• Work required: Please repeat the records below line for line, with no changes.

• Detection annotation records:
_____

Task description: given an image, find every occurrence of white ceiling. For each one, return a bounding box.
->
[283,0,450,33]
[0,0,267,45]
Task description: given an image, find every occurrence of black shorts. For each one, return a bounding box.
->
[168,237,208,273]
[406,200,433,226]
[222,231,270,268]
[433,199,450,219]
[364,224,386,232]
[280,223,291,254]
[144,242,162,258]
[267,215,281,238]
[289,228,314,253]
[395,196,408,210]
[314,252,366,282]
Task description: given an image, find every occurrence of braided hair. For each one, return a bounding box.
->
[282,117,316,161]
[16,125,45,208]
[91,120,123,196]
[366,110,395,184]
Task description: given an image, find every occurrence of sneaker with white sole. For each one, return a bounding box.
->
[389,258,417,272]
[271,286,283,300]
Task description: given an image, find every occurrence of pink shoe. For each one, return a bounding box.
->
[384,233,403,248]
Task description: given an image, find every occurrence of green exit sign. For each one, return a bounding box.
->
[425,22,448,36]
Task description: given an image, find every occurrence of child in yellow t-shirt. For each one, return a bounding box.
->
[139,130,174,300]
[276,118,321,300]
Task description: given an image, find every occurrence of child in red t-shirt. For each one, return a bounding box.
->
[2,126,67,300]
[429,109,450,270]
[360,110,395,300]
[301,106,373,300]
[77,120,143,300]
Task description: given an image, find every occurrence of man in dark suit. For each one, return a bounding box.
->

_____

• Reply:
Task description: given an image, find every occurrence of white ceiling. For each one, return a bounding box.
->
[283,0,450,33]
[0,0,267,45]
Task description: given an image, find every occurrence of black shorts. For each one, return a bounding box.
->
[168,237,208,273]
[406,200,433,226]
[222,231,270,268]
[433,199,450,219]
[364,224,386,232]
[280,223,291,254]
[144,242,162,258]
[267,215,281,238]
[289,228,314,253]
[395,196,408,210]
[314,252,366,282]
Task description: given an image, find every occurrence of braided hair. For each one, return a bounding box.
->
[282,117,316,161]
[16,125,45,208]
[91,120,123,196]
[366,110,395,184]
Task description: given an image, find every occurrence of sneaker with white sole. For each one, return a bounding box.
->
[389,258,417,272]
[271,286,283,300]
Task description: given an image, find every occurrence of pink shoe. For each one, return a bounding box.
->
[384,233,403,248]
Task description: given an image, find every occurrence of green exit sign. For each one, return a bounding box.
->
[425,22,448,36]
Task description: given an image, find every occurrence of child in yellow t-shirt. For each one, return a bounding box.
->
[139,130,174,300]
[276,118,321,300]
Task description: given an image, find every occurrence of child in red t-shirt. For each one, return a bounding box.
->
[2,126,67,300]
[429,109,450,270]
[360,110,395,300]
[301,106,373,300]
[77,120,143,300]
Task description: given an image, find every occurrence of man in dark suit. For each one, return a bounding box.
->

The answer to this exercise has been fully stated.